Set exercise -
What follows is a block of records; restate each one word for word.

Supplied entries -
## BEGIN
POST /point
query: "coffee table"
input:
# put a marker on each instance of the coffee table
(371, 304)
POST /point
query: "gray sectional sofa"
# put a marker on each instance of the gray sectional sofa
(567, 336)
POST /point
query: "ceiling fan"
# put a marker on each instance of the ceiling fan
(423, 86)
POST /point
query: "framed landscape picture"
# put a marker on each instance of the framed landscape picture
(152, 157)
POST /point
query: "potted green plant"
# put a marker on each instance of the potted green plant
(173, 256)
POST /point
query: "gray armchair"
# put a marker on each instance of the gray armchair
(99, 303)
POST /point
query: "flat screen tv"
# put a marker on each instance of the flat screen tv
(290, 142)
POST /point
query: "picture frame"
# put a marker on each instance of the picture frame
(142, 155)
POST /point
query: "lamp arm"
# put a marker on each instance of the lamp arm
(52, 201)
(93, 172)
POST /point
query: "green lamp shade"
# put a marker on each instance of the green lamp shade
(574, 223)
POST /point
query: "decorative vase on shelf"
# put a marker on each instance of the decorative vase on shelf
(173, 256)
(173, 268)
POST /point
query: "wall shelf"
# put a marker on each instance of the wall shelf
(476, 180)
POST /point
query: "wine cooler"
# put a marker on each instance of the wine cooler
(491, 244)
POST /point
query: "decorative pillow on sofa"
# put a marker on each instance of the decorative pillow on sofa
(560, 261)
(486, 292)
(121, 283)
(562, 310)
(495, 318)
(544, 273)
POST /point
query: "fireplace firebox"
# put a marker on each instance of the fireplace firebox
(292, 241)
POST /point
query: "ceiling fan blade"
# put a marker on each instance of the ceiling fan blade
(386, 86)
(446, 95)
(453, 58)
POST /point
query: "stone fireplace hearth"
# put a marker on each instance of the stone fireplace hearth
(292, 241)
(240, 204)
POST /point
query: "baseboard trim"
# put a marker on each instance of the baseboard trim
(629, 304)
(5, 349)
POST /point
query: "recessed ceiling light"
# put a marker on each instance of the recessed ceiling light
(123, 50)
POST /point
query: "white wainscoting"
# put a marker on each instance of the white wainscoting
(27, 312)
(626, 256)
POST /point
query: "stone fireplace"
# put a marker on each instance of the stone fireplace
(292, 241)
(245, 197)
## END
Solution for this problem -
POST /point
query: "coffee table"
input:
# put a marker on each instance of the coffee table
(371, 304)
POST /point
query: "gray sectional sofa"
# put a marker on each instance of the gray sectional sofa
(567, 336)
POST /point
query: "ceiling fan"
# put a marker on each instance of the ceiling fan
(423, 86)
POST /point
query: "framed landscape picture"
# put a marker on each instance of the framed landscape picture
(152, 157)
POST /point
query: "potted green plant"
# put a marker on each instance of the potted green plant
(173, 256)
POST /point
query: "gray armchair"
# put a marker on each instance of the gray armchair
(99, 303)
POST /point
query: "flat screen tv"
# put a marker on each instance of the flat screen tv
(290, 142)
POST /point
query: "picture frame"
# put a marker on each instance of the picture frame
(142, 155)
POST /point
query: "lamp arm"
# put a marker on each instance of the lamp arm
(52, 201)
(93, 172)
POST /point
query: "green lamp shade"
# put a marker on each instance of the green lamp shade
(574, 223)
POST /point
query: "decorative vase on shelf"
# put a marker on each instance of the decorative vase on shelf
(173, 256)
(173, 268)
POST /point
query: "wall shelf"
# put a marker on each instance of the wall shelf
(476, 180)
POST /point
query: "wine cooler"
# put a marker on each instance of the wine cooler
(491, 244)
POST /point
query: "decorative pillow on sofa"
# put a marker on each instance of the decorative pillow on sofa
(560, 261)
(486, 292)
(121, 283)
(562, 310)
(495, 318)
(544, 273)
POST /point
query: "fireplace firebox"
# put a marker on each instance of the fireplace firebox
(292, 241)
POST /point
query: "ceiling fan blade"
# put a marker on each instance of the ceiling fan blade
(386, 86)
(446, 95)
(453, 58)
POST /point
query: "stone fireplace hearth"
# put a marker on each instance of the stone fireplace hearth
(292, 241)
(240, 204)
POST /point
query: "baseboard trim"
# put a marker on each instance of the baseboard trim
(629, 304)
(5, 349)
POST /point
query: "recessed ceiling light"
# put a marker on each instance of the recessed ceiling light
(123, 50)
POST /point
query: "white wainscoting"
# put a marker on each instance of the white wainscoting
(27, 312)
(626, 256)
POST /point
query: "stone fireplace"
# put a marker on each instance of the stone fireplace
(292, 241)
(245, 197)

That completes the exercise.